> TEXTO FORNECIDO:
----------
Não foi o gigante quem acordou, mas o monstro autoritário e violento

Por Rosivaldo Toscano Jr
“Quem acordou não foi o Gigante, mas o monstro autoritário e violento. Fiquemos em casa hoje com o pequeno Hitler que vive em cada um de nós.”

Os comentários abaixo são rebus sic stantibus, isto é, refletem o que estou captando agora. São conclusões parciais. Espero estar errado. Torço por isso.
Participei do momento dos Caras-Pintadas, no início dos anos 90. Tínhamos uma bandeira concreta: havia sérias e fundadas acusações contra Collor. Havia denúncia feita pelo próprio irmão, dando conta de atos de corrupção pessoalmente praticados pelo Presidente da República. Mas não havia depredações e agressões nas nossas manifestações. Pintávamos e celebrávamos a democracia exercendo nossa cidadania. Os partidos estavam presentes porque fazem parte do jogo democrático. Os trâmites constitucionais foram seguidos e ele perdeu o cargo.
Esse movimento é diferente. É confuso, caótico As bandeiras iniciais foram se dissolvendo em um caldo difuso e contraditório. Fala-se na diminuição da carga tributária e, ao mesmo tempo, no aumento dos investimentos sociais (a conta não vai fechar). No fim da corrupção, mas, ao mesmo tempo, na deposição sumária de representantes eleitos, o que constitui corromper a Democracia. Ademais, o discurso anticorrupção é feito sem uma reflexão sobre suas seculares causas estruturais. Vira um pleito moralista, utópico, pueril, parcial e manipulável. E se deixa de lado a discussão da tão necessária reforma política. A grande mídia, claro, investe nessa fenda. Não vai querer perder a oportunidade de pautar as massas. E se interdite a voz de quem discordar do “discurso da verdade”.
----------
> MATERIAL:
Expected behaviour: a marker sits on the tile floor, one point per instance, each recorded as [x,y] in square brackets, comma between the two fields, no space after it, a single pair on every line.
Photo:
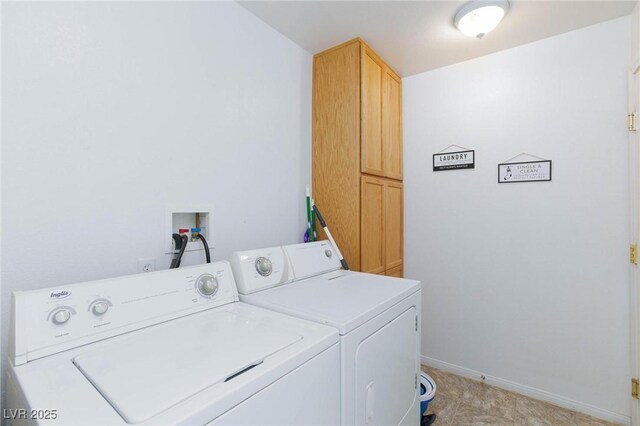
[462,401]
----------
> EXERCÍCIOS:
1. No texto sobre os protestos, reescreva o trecho que começa em "Os comentários abaixo" e termina em "perdeu o cargo.", substituindo "manifestações" por "passeatas".
2. Responda com base no texto sobre os protestos:
(a) Em que época ocorreu o movimento dos Caras-Pintadas?
(b) Quem fez a denúncia contra Collor?
(c) Que reforma, segundo o texto, fica de lado na discussão?
3. Traduza para o inglês esta frase do texto sobre os protestos: "Os partidos estavam presentes porque fazem parte do jogo democrático."
O material foi extraído de uma fonte diferente.

> RESPOSTAS ESPERADAS:
1.
Os comentários abaixo são rebus sic stantibus, isto é, refletem o que estou captando agora. São conclusões parciais. Espero estar errado. Torço por isso.
Participei do momento dos Caras-Pintadas, no início dos anos 90. Tínhamos uma bandeira concreta: havia sérias e fundadas acusações contra Collor. Havia denúncia feita pelo próprio irmão, dando conta de atos de corrupção pessoalmente praticados pelo Presidente da República. Mas não havia depredações e agressões nas nossas passeatas. Pintávamos e celebrávamos a democracia exercendo nossa cidadania. Os partidos estavam presentes porque fazem parte do jogo democrático. Os trâmites constitucionais foram seguidos e ele perdeu o cargo.

2.
(a) No início dos anos 90.
(b) O próprio irmão de Collor.
(c) A reforma política.

3. The parties were present because they are part of the democratic game.